* _Aim of the exercise_: If a line in the listing includes the word "bounding", copy it out.

━━━━━ Data provided

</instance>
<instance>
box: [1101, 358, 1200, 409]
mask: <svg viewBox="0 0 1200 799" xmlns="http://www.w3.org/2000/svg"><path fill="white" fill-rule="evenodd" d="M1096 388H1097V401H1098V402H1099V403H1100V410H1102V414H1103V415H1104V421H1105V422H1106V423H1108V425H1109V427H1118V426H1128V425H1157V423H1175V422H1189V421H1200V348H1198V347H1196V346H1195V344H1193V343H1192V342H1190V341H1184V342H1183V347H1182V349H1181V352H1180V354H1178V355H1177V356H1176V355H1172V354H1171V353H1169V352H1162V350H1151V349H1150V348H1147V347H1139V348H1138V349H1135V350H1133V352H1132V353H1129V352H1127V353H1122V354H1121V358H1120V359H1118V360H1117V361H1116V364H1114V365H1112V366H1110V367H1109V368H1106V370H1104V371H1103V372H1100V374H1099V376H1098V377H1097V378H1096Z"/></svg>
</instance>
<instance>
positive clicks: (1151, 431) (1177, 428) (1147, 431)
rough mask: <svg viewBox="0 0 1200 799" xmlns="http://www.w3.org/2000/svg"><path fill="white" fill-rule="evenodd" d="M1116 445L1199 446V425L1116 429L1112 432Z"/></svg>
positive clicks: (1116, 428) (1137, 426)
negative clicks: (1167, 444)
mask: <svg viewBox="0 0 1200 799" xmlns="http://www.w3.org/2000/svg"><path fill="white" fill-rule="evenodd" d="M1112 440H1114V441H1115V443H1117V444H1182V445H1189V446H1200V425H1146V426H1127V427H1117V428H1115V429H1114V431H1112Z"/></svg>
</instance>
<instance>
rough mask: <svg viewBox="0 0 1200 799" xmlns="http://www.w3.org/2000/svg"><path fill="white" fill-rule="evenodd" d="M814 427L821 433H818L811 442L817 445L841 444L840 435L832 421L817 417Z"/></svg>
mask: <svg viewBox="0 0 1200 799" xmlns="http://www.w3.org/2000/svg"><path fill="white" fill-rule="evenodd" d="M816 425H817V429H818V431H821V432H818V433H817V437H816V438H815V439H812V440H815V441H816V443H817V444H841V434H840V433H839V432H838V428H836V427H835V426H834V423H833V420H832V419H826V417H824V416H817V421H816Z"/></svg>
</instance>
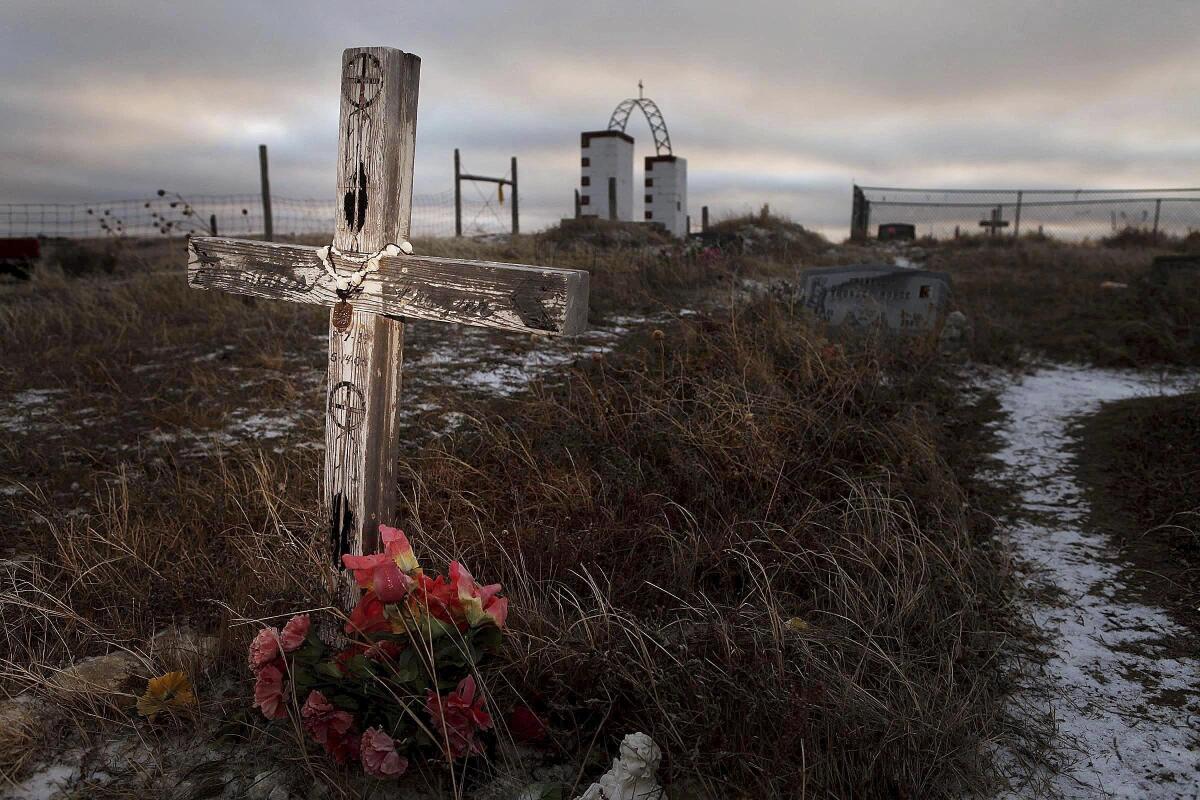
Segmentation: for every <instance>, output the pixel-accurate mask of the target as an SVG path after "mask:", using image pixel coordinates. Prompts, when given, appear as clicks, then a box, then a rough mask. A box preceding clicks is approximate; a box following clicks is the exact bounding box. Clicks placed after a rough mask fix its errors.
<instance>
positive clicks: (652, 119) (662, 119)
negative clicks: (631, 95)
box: [608, 97, 671, 156]
mask: <svg viewBox="0 0 1200 800" xmlns="http://www.w3.org/2000/svg"><path fill="white" fill-rule="evenodd" d="M635 107H637V108H641V109H642V113H643V114H646V121H647V122H649V124H650V134H652V136H653V137H654V151H655V152H656V154H658V155H660V156H670V155H671V134H670V133H667V122H666V120H665V119H662V112H660V110H659V107H658V106H655V104H654V101H653V100H650V98H649V97H630V98H629V100H623V101H620V103H619V104H618V106H617V108H614V109H613V110H612V116H610V118H608V130H610V131H620V132H622V133H624V131H625V126H626V125H628V124H629V115H630V114H632V113H634V108H635Z"/></svg>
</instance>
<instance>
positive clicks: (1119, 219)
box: [851, 186, 1200, 241]
mask: <svg viewBox="0 0 1200 800" xmlns="http://www.w3.org/2000/svg"><path fill="white" fill-rule="evenodd" d="M890 224H911V225H914V228H916V235H917V236H932V237H934V239H948V237H952V236H960V235H973V234H984V235H996V236H1020V235H1026V234H1034V233H1037V234H1044V235H1046V236H1054V237H1056V239H1066V240H1074V241H1079V240H1085V239H1100V237H1105V236H1112V235H1117V234H1121V233H1123V231H1138V233H1142V234H1146V235H1150V236H1154V237H1158V236H1163V237H1166V236H1187V235H1188V234H1192V233H1194V231H1198V230H1200V188H1171V190H944V188H943V190H929V188H908V187H884V186H854V190H853V207H852V211H851V236H852V237H856V239H865V237H868V236H871V235H874V234H875V231H877V230H878V227H880V225H890Z"/></svg>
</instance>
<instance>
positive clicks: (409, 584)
mask: <svg viewBox="0 0 1200 800" xmlns="http://www.w3.org/2000/svg"><path fill="white" fill-rule="evenodd" d="M379 537H380V539H382V540H383V543H384V549H383V553H374V554H373V555H349V554H347V555H343V557H342V564H343V565H344V566H346V569H347V570H352V571H353V572H354V581H355V582H356V583H358V584H359V588H360V589H373V590H374V591H376V594H378V595H379V597H380V599H382V600H383V601H384V602H386V603H392V602H397V601H398V600H401V599H402V597H403V596H404V595H406V594H407V593H408V590H409V589H412V588H413V578H412V577H410V576H412V575H413V573H415V572H418V571H419V570H420V564H418V563H416V557H415V555H413V546H412V545H409V543H408V537H407V536H404V531H402V530H400V529H398V528H389V527H388V525H379Z"/></svg>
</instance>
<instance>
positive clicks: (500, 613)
mask: <svg viewBox="0 0 1200 800" xmlns="http://www.w3.org/2000/svg"><path fill="white" fill-rule="evenodd" d="M450 584H451V585H452V587H454V590H455V595H456V600H457V604H458V615H460V618H461V619H466V620H467V625H469V626H470V627H475V626H476V625H480V624H481V622H484V621H491V622H492V624H494V625H496V627H504V620H505V619H508V615H509V601H508V599H506V597H500V596H498V595H499V593H500V584H498V583H492V584H488V585H486V587H480V585H479V584H478V583H475V578H473V577H472V575H470V572H468V571H467V567H464V566H463V565H462V564H460V563H458V561H451V563H450Z"/></svg>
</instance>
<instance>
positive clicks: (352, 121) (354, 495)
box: [324, 47, 421, 608]
mask: <svg viewBox="0 0 1200 800" xmlns="http://www.w3.org/2000/svg"><path fill="white" fill-rule="evenodd" d="M420 70H421V60H420V59H419V58H418V56H415V55H410V54H408V53H403V52H401V50H397V49H394V48H384V47H368V48H352V49H347V50H346V52H344V53H343V54H342V102H341V112H340V115H338V137H337V140H338V149H340V152H338V158H337V197H338V200H340V203H338V209H337V215H336V217H337V219H336V225H335V230H334V247H335V248H337V249H340V251H346V252H358V253H372V252H376V251H379V249H380V248H383V247H384V246H385V245H388V243H392V242H402V241H404V240H407V239H408V227H409V221H410V216H412V207H413V157H414V154H415V149H416V95H418V83H419V80H420ZM337 314H338V309H337V308H335V309H334V311H331V312H330V325H329V380H328V384H326V386H328V391H329V396H328V398H326V417H325V481H324V509H325V513H326V519H328V521H329V531H330V534H329V535H330V540H331V542H330V543H331V548H330V549H331V552H332V554H334V560H335V564H334V566H335V569H336V570H338V572H337V575H338V576H341V578H340V579H338V584H340V585H338V587H337V594H338V595H340V597H341V600H342V603H343V607H346V608H349V607H350V606H353V602H354V600H355V599H356V596H358V590H356V589H355V587H354V582H353V579H350V578H349V577H347V576H344V575H343V573H342V572H341V560H340V559H341V554H344V553H354V554H362V553H373V552H374V551H376V549H377V548H378V534H379V524H380V523H384V524H386V523H391V522H394V517H395V504H396V458H397V432H398V426H400V421H398V420H400V379H401V363H402V357H403V356H402V348H403V342H404V325H403V323H401V321H398V320H395V319H388V318H386V317H382V315H379V314H373V313H366V312H362V311H358V309H355V311H354V312H353V313H352V315H350V320H349V326H347V327H344V330H340V327H338V324H337V323H338V320H336V319H335V317H336V315H337Z"/></svg>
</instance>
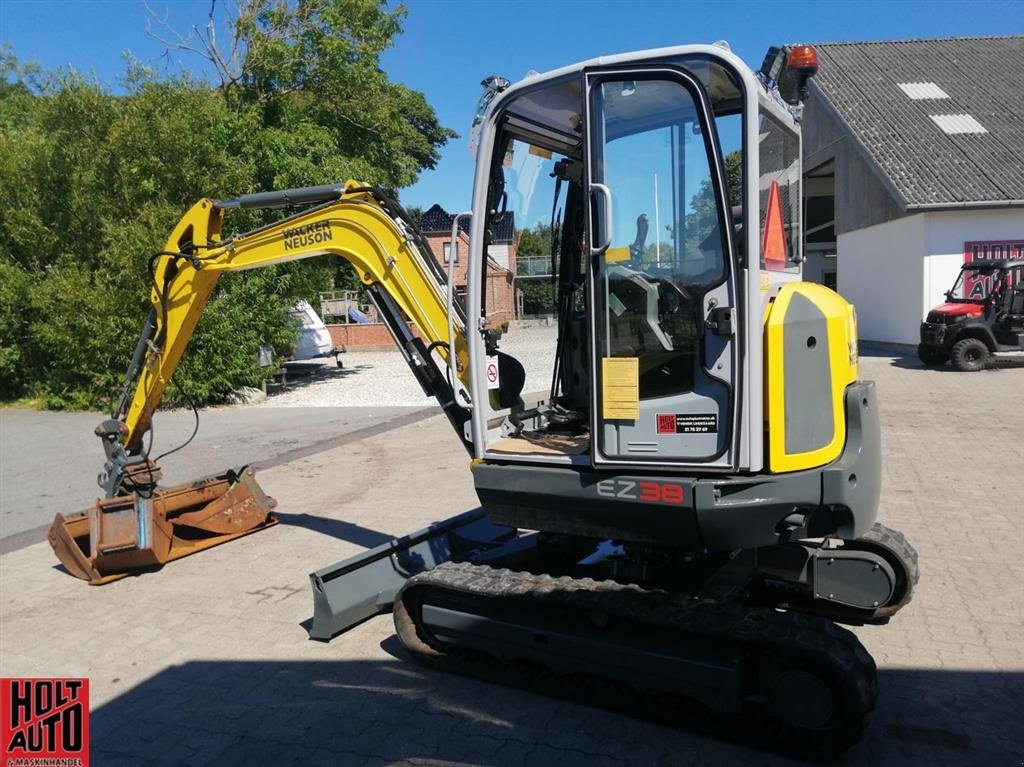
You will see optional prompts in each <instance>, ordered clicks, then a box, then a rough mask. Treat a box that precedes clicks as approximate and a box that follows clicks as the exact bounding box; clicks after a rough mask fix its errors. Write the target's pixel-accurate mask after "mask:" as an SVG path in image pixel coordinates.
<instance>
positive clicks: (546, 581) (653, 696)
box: [394, 562, 878, 759]
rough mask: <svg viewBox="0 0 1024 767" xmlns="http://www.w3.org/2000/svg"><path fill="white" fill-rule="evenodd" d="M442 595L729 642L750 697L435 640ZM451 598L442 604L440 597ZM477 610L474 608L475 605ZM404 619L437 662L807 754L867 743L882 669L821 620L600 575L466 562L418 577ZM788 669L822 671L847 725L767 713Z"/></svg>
mask: <svg viewBox="0 0 1024 767" xmlns="http://www.w3.org/2000/svg"><path fill="white" fill-rule="evenodd" d="M438 592H440V593H441V594H444V593H447V594H450V595H464V596H469V597H473V598H478V599H484V600H503V601H504V602H505V603H515V604H517V605H520V606H521V605H528V606H535V607H538V608H542V607H544V608H550V607H557V608H559V609H565V610H573V611H575V612H578V613H581V614H584V615H586V614H594V612H595V611H596V612H601V613H604V614H607V615H608V616H609V619H610V620H617V621H629V622H631V624H632V625H633V627H636V628H637V629H639V630H641V631H645V630H647V629H650V630H653V631H673V632H678V633H681V634H687V635H690V636H698V637H705V638H709V639H712V640H715V641H716V642H723V643H729V644H731V645H732V646H733V647H734V648H735V649H736V651H737V653H738V654H739V656H740V657H741V658H742V661H741V665H742V672H741V673H742V677H743V684H744V692H743V694H744V695H746V696H748V700H746V702H745V704H744V709H743V711H742V712H741V713H739V714H735V713H732V714H728V713H723V712H718V711H714V710H712V709H709V708H707V707H706V706H703V705H701V704H699V702H697V701H694V700H692V699H688V698H685V697H683V695H685V691H683V693H682V694H680V693H679V692H668V691H666V690H643V689H634V688H632V687H628V686H627V685H624V684H623V683H622V682H620V681H617V680H610V679H602V678H601V676H600V669H595V670H594V673H593V675H590V676H588V678H587V679H581V678H580V677H579V675H572V676H568V675H560V674H559V670H558V669H551V668H545V669H542V670H537V669H535V670H534V671H535V672H537V673H534V674H530V673H529V671H530V670H529V668H528V664H527V665H526V666H525V667H524V666H523V665H522V664H517V663H516V661H515V658H500V657H495V656H493V655H489V654H486V653H481V652H479V651H478V650H476V649H472V648H466V647H452V646H450V645H447V644H445V643H440V642H437V641H436V640H434V639H433V638H432V637H431V635H430V633H429V631H428V630H425V629H424V627H423V626H422V625H421V623H420V614H421V610H420V608H419V607H420V605H421V604H422V603H423V602H424V601H426V602H428V603H434V602H435V600H436V596H435V598H433V599H432V598H431V596H432V595H436V594H437V593H438ZM440 601H441V602H443V601H444V600H443V598H442V599H441V600H440ZM469 603H470V604H472V602H471V601H470V602H469ZM394 621H395V628H396V630H397V632H398V636H399V638H400V639H401V641H402V643H403V644H404V645H406V647H407V648H408V649H409V650H410V651H412V652H413V653H414V655H416V656H417V657H418V658H419V659H421V661H422V662H424V663H426V664H427V665H429V666H433V667H437V668H441V669H443V670H445V671H453V672H456V673H460V674H464V675H469V676H473V677H478V678H483V679H486V680H488V681H498V682H501V683H503V684H509V685H512V686H516V687H525V688H527V689H531V690H535V691H539V692H543V693H545V694H549V695H554V696H557V697H567V698H570V699H577V700H581V701H583V702H586V704H588V705H597V706H601V707H602V708H610V709H613V710H616V711H623V712H625V713H628V714H630V715H633V716H640V717H643V718H648V719H654V720H657V721H660V722H664V723H668V724H672V725H676V726H683V727H686V728H689V729H695V730H698V731H700V732H705V733H708V734H712V735H715V736H718V737H724V738H728V739H734V740H739V741H740V742H744V743H748V744H753V745H756V747H758V748H764V749H770V750H772V751H777V752H781V753H785V754H788V755H791V756H797V757H800V758H805V759H807V758H810V759H817V758H822V757H827V756H835V755H837V754H841V753H842V752H844V751H846V749H848V748H849V747H850V745H852V744H853V743H854V742H856V741H857V740H859V739H860V737H861V734H862V732H863V727H864V726H865V724H866V719H867V715H868V713H869V712H870V711H871V710H872V709H873V708H874V704H876V700H877V698H878V683H877V679H876V667H874V662H873V659H872V658H871V656H870V655H869V654H868V653H867V651H866V650H865V649H864V648H863V646H862V645H861V644H860V642H859V641H858V639H857V638H856V637H855V636H854V635H853V634H852V633H851V632H849V631H847V630H846V629H842V628H840V627H838V626H836V625H835V624H834V623H831V622H830V621H827V620H825V619H822V617H818V616H815V615H808V614H802V613H797V612H792V613H791V612H779V611H776V610H773V609H770V608H764V607H750V606H744V605H741V604H738V603H733V602H713V601H709V600H699V599H695V598H691V597H688V596H685V595H679V594H669V593H666V592H660V591H650V590H645V589H642V588H640V587H638V586H635V585H624V584H620V583H615V582H612V581H594V580H591V579H572V578H568V577H561V578H555V577H551V576H546V574H534V573H529V572H515V571H512V570H508V569H496V568H492V567H488V566H486V565H478V564H471V563H467V562H461V563H454V562H447V563H445V564H442V565H440V566H438V567H435V568H434V569H432V570H428V571H427V572H423V573H421V574H419V576H416V577H415V578H413V579H411V580H410V581H409V582H408V583H407V585H406V586H404V588H403V589H402V590H401V592H400V593H399V595H398V597H397V598H396V600H395V604H394ZM780 664H781V666H782V667H786V666H797V667H798V668H799V667H801V666H804V667H810V668H813V669H816V670H821V671H823V673H824V674H825V675H826V676H827V677H828V678H829V679H830V680H831V681H833V687H834V690H835V691H836V693H837V694H838V695H839V699H838V701H837V708H838V709H840V710H842V711H844V712H846V714H845V716H843V717H841V718H840V719H841V721H840V722H839V723H836V724H835V725H829V726H827V727H823V728H820V729H808V728H801V727H799V726H795V725H792V724H786V723H783V722H782V721H780V720H778V719H776V718H775V717H773V716H772V715H770V714H769V713H768V712H767V710H766V709H765V707H764V706H762V702H763V699H764V698H763V695H762V694H761V690H760V688H759V686H758V685H759V679H761V678H762V677H763V673H764V669H771V668H777V667H778V666H779V665H780Z"/></svg>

━━━━━━━━━━

* _The completed task_:
Segmentation: for every <instance>, output the pixel-accurate mask of the target as an SVG path after "mask:", using image pixel coordinates. Prompts, when given, appear as clicks, then a box, then a rough mask. A box preceding clicks is approximate; a box following clicks is the exact bounding box. Clicks placed after a rough mask fix its errors.
You will see optional prompts in each <instance>, ordered clicks, then a box, then a rough mask. Treat a box that precedes clicks as approximate and a box that follows clicks as the exact bounding box; clicks after a rough mask fix its errors. Write the target's pixel-accurate mask after "mask:" as an SVG path in image pixel coordinates.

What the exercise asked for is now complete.